Location identification entries
◇ ◇ ◇ ◇
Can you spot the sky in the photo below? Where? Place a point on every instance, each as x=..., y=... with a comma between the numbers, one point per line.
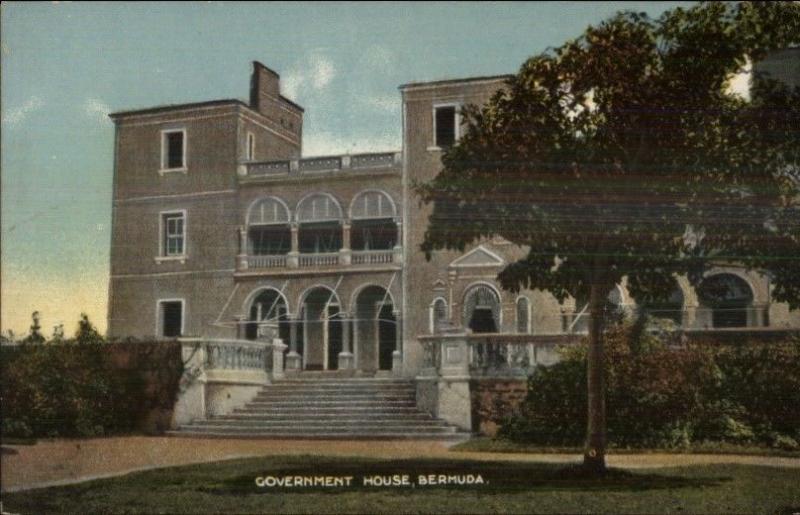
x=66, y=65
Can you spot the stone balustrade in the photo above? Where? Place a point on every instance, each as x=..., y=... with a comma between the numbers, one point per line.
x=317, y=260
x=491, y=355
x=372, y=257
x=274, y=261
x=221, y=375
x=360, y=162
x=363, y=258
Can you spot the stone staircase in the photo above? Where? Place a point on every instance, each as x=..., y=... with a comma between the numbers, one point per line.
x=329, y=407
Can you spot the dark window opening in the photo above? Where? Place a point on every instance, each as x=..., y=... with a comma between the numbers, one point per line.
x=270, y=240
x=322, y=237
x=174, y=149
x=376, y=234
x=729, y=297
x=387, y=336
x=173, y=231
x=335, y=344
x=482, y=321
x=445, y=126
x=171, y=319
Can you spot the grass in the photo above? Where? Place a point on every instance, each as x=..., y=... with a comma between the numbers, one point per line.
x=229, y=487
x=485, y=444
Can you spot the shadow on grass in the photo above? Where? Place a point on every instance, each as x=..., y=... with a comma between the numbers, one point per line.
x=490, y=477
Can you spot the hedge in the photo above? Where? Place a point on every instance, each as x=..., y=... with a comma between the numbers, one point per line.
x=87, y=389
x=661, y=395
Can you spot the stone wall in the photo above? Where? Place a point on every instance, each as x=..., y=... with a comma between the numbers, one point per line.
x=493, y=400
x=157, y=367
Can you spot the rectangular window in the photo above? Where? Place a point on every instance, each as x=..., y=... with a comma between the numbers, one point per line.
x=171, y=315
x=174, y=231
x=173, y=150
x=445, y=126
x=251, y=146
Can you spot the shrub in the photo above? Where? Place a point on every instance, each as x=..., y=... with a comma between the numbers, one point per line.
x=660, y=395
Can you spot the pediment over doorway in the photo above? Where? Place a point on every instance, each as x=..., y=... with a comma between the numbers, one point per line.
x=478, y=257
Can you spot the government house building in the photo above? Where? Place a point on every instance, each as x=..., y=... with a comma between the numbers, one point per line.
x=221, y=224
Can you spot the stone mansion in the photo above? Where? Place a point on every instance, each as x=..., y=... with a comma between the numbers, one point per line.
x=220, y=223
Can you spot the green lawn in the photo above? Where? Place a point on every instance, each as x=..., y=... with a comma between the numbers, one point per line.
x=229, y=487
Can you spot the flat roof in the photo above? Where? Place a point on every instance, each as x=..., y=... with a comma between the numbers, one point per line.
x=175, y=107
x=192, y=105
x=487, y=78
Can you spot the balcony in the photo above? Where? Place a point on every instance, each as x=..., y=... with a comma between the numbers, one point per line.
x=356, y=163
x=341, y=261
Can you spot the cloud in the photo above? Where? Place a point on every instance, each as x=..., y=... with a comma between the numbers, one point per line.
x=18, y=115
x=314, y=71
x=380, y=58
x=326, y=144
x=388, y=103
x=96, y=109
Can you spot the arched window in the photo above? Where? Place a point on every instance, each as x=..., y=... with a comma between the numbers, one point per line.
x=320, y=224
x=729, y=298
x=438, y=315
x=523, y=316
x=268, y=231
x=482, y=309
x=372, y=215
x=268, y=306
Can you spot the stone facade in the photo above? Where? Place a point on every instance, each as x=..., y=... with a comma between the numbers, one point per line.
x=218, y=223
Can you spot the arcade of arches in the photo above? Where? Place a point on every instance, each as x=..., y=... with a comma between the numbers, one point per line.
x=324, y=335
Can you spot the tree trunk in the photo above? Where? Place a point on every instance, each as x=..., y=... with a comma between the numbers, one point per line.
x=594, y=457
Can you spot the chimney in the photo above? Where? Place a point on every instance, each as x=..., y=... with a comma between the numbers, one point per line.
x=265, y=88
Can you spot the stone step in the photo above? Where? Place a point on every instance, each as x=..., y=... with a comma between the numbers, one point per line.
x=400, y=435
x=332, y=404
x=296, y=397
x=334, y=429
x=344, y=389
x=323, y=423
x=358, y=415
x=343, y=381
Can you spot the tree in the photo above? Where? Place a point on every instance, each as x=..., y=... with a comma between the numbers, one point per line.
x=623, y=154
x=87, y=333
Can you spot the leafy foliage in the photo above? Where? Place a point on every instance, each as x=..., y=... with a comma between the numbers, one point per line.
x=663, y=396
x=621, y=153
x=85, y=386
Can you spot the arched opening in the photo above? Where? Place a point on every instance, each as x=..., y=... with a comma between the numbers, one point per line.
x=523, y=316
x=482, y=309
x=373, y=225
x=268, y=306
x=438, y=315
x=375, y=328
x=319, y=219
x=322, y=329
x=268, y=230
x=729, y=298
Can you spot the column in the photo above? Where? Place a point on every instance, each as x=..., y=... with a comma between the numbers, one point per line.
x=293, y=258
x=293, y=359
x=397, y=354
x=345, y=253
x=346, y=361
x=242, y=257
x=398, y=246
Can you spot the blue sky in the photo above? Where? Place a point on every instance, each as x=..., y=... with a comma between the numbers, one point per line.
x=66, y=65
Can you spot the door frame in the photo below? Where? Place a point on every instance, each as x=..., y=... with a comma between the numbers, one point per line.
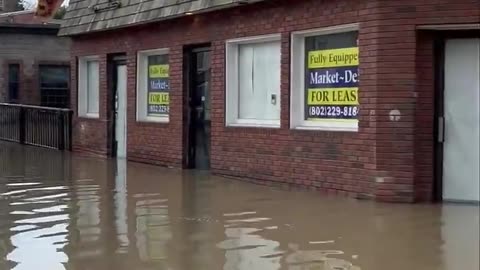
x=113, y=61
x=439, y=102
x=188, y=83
◇ ◇ ◇ ◇
(Instruction):
Recast all the records above as a numbered list, skipping any blank lines. Leave the pictures out of your answer.

(Result for this exercise):
1. Can you spot the sky in the photo below? Where? Place a point on every instance, each as x=..., y=... with a comma between the numbers, one point per line.
2. x=66, y=65
3. Can you spot the stone balustrade in the photo above? Where? Place a point on every instance, each as x=..., y=... with a comma between the numbers, one point per line.
4. x=317, y=260
5. x=491, y=355
6. x=372, y=257
7. x=274, y=261
8. x=221, y=375
9. x=360, y=162
10. x=363, y=258
11. Can you spot the stone staircase in the photo above? Where? Place a point on every instance, each as x=..., y=... with a comma between the numbers, one point per line.
12. x=329, y=407
13. Can you spot the dark window opening in the photo above? Where? Place a point on every instance, each as x=..., y=... with a comma between the numbers, one point per line.
14. x=270, y=240
15. x=322, y=237
16. x=174, y=149
17. x=376, y=234
18. x=729, y=297
19. x=387, y=336
20. x=173, y=231
21. x=335, y=344
22. x=482, y=321
23. x=445, y=126
24. x=171, y=319
25. Can you spot the grass in the photo above? Where? Place a point on every instance, each as x=..., y=... with a comma between the numbers, one point per line.
26. x=229, y=487
27. x=485, y=444
28. Can you spot the shadow on grass in the photo above? Where? Place a point on every instance, each as x=..., y=... with a comma between the numbers, one point per line.
29. x=490, y=477
30. Can you spot the hedge in the photo above? Where? Place a point on every instance, each as x=..., y=... with a comma between the numbers, one point per line.
31. x=87, y=389
32. x=661, y=395
33. Can you spot the stone wall in the photo above? Where? Place a point on every instance, each as x=..., y=... with a comma between the numbers, one point per line.
34. x=493, y=400
35. x=157, y=367
36. Can you spot the rectangular window in the photo above? Where? Place a point on every instance, each as x=..., y=... with a comma between the numbers, one point per line.
37. x=171, y=315
38. x=174, y=231
39. x=173, y=150
40. x=445, y=126
41. x=251, y=146
42. Can you spot the shrub in the photo above? Where? Place a point on every instance, each as x=..., y=... with a comma between the numbers, one point per line.
43. x=660, y=395
44. Can you spot the pediment over doorway in the photo above? Where? Place a point on every instance, each as x=..., y=... with a comma between the numbers, one point per line.
45. x=478, y=257
46. Can you spot the government house building in the photo above? Where? Place a point on every instance, each as x=..., y=... with a comma between the numbers, one point per line.
47. x=221, y=224
48. Can you spot the stone mansion in the photo above? Where? Place a point on every instance, each as x=..., y=... with a comma between the numbers, one point per line.
49. x=220, y=223
50. Can you spot the green lawn in the photo above? Where? Place a point on every instance, each as x=..., y=... with a comma between the numbers, one point per line.
51. x=229, y=487
52. Can you spot the flat roof in the photo above? Where? Place a point on every instance, each as x=..., y=... with a comma between the numbers, one point per line.
53. x=175, y=107
54. x=192, y=105
55. x=487, y=78
56. Can you spot the balcony in the photo above? Where? Place a point on every instance, each as x=..., y=... with a comma between the numbers, one point per line.
57. x=356, y=163
58. x=341, y=261
59. Can you spot the cloud in the photo above? Where? Place a point on every instance, each as x=..., y=... with a comma between the numbers, one point per line.
60. x=18, y=115
61. x=314, y=71
62. x=380, y=58
63. x=326, y=144
64. x=388, y=103
65. x=96, y=109
66. Can you spot the arched window in the photo above? Where? Place a point on every instance, each as x=..., y=... with a comma between the numbers, one point per line.
67. x=320, y=224
68. x=729, y=298
69. x=438, y=315
70. x=523, y=316
71. x=268, y=231
72. x=482, y=309
73. x=372, y=215
74. x=268, y=306
75. Can you spot the stone facade in the photo above? Where? Place a point on every instance, each as x=..., y=... with a comma between the numbers, one point per line.
76. x=218, y=223
77. Can you spot the arcade of arches in the photo above? Where? Place a point on every instance, each as x=..., y=... with a comma between the numbers, one point per line.
78. x=324, y=335
79. Can you spot the tree trunk in the photo above? Where? Place a point on every instance, each as x=..., y=... with a comma between the numbers, one point per line.
80. x=594, y=457
81. Can you spot the chimney in the photo above? Where? Place a point on every instance, each as x=..., y=... with a comma between the numbers, one point per line.
82. x=265, y=88
83. Can you spot the stone step in the photo above? Where? Place a point on every instance, each as x=..., y=... with a comma between the numbers, one point per line.
84. x=400, y=435
85. x=332, y=404
86. x=296, y=397
87. x=334, y=429
88. x=344, y=389
89. x=323, y=423
90. x=358, y=415
91. x=343, y=381
92. Can you spot the tree in the photo above? Where? Place a point on every instance, each as x=..., y=... with a comma between the numbers, one point per line.
93. x=623, y=154
94. x=87, y=333
95. Can you spot the leafy foliage in the photo above? Where? Place a point on every instance, each as x=..., y=... with a comma between the numbers, one point per line.
96. x=663, y=396
97. x=621, y=153
98. x=85, y=386
99. Can you spot the arched opening in the photo above? Where? Place a point on every instance, each as x=..., y=... with a comma between the numbers, one point per line.
100. x=523, y=316
101. x=482, y=309
102. x=373, y=225
103. x=268, y=306
104. x=438, y=315
105. x=375, y=328
106. x=319, y=219
107. x=322, y=329
108. x=268, y=230
109. x=729, y=298
110. Can you spot the column in the photo above? Where? Place a point on every instance, each as x=..., y=... with a comma between the numbers, one point per line.
111. x=293, y=258
112. x=293, y=359
113. x=397, y=354
114. x=345, y=253
115. x=346, y=361
116. x=242, y=257
117. x=398, y=246
118. Can you spot the blue sky in the photo above? Where? Place a point on every instance, each as x=..., y=... with a comma between the numbers, one point per line.
119. x=66, y=65
120. Can you spot the door frame in the photo below? Where? Place a point on every instance, each as x=..., y=... with a comma between the numbers, one point per line.
121. x=113, y=61
122. x=439, y=102
123. x=188, y=83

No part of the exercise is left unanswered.